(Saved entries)
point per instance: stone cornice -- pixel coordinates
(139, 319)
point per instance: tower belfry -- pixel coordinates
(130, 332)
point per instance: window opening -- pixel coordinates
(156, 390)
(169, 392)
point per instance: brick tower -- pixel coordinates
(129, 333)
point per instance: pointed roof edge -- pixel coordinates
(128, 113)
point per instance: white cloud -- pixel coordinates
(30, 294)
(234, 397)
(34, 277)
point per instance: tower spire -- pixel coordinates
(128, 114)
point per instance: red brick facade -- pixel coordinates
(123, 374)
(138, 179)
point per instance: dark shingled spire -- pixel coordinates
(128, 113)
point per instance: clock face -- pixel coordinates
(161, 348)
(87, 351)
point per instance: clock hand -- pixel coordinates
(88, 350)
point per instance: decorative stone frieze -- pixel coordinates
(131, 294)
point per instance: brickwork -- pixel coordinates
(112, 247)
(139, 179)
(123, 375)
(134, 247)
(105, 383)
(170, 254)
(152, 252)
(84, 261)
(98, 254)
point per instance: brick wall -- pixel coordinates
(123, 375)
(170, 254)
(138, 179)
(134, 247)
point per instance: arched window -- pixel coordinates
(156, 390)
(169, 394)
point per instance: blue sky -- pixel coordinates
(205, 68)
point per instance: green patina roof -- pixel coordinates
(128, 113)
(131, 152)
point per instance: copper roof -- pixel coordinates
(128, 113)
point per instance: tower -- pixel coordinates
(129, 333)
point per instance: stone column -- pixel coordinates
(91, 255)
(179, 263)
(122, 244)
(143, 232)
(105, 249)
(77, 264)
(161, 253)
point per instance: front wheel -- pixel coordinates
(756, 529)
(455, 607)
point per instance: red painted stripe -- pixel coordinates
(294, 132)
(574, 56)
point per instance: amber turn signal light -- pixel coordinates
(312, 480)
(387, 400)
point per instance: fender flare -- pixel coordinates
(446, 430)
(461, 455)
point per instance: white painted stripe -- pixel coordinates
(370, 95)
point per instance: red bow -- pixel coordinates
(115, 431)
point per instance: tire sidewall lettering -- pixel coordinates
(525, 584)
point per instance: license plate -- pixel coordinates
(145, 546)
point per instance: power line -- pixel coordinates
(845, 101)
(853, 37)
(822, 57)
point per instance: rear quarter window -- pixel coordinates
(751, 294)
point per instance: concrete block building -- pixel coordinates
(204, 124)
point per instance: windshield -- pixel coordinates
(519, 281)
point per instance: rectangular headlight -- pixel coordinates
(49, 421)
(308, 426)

> [REQUIRED ACTION]
Write the records out again so that each one matches the original exactly.

> [RESPONSE AREA]
point per instance: stone cornice -- pixel coordinates
(139, 319)
point per instance: tower belfry -- pixel coordinates
(130, 332)
point per instance: window opening -- pixel coordinates
(156, 390)
(169, 392)
point per instance: brick tower -- pixel coordinates
(129, 333)
point per instance: pointed roof edge -- pixel coordinates
(128, 113)
point per instance: white cloud -- pixel coordinates
(30, 294)
(234, 397)
(34, 277)
point per instance: tower spire -- pixel coordinates
(128, 114)
point per instance: red brick facade -- pixel coordinates
(123, 374)
(138, 179)
point per instance: dark shingled spire -- pixel coordinates
(128, 113)
point per instance: clock face -- pixel coordinates
(161, 348)
(87, 351)
point per instance: clock hand -- pixel coordinates
(88, 350)
point per instance: decorative stone frieze -- pixel coordinates
(131, 294)
point per instance: brickwork -- pixel coordinates
(112, 247)
(139, 179)
(123, 375)
(134, 247)
(105, 383)
(170, 254)
(152, 252)
(84, 261)
(98, 254)
point per instance: brick wall -- pixel coordinates
(123, 375)
(170, 254)
(138, 179)
(134, 247)
point per instance: arched window -- pixel coordinates
(156, 390)
(169, 394)
point per instance: blue sky -- pixel coordinates
(205, 68)
point per instance: green patina roof -- pixel coordinates
(128, 113)
(131, 152)
point per instance: copper roof -- pixel coordinates
(128, 113)
point per instance: tower -- pixel coordinates
(129, 333)
point per instance: stone column -- pixel coordinates
(91, 255)
(179, 263)
(122, 244)
(143, 232)
(105, 249)
(77, 264)
(161, 253)
point per instance: front wheel -- pixel coordinates
(756, 529)
(455, 607)
point per instance: red painted stripe -- pixel coordinates
(294, 132)
(574, 56)
point per instance: amber turn signal light -- pixel coordinates
(312, 480)
(387, 400)
point per instance: fender flare -- pixel coordinates
(446, 430)
(461, 455)
point per instance: white painted stripe -- pixel coordinates
(370, 95)
point per instance: red bow -- pixel coordinates
(115, 431)
point per instance: tire sidewall lettering -- pixel coordinates
(525, 584)
point per instance: license plate -- pixel coordinates
(145, 546)
point per instance: power line -- pixel coordinates
(845, 101)
(853, 37)
(822, 57)
point per instance: rear quarter window -- pixel coordinates
(751, 294)
point per instance: concrete block building -- pixel coordinates
(204, 124)
point per instance: windshield -- pixel coordinates
(519, 281)
point per instance: rectangular headlight -- pixel coordinates
(49, 421)
(308, 426)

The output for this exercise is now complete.